Please return every line of the material below word for word, without changing or adding anything.

....

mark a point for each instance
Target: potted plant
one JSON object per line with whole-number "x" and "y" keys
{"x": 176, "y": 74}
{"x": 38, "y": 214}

....

### SOLUTION BELOW
mark a point for each instance
Target: potted plant
one JSON object per line with whole-number "x" and "y" keys
{"x": 176, "y": 74}
{"x": 38, "y": 214}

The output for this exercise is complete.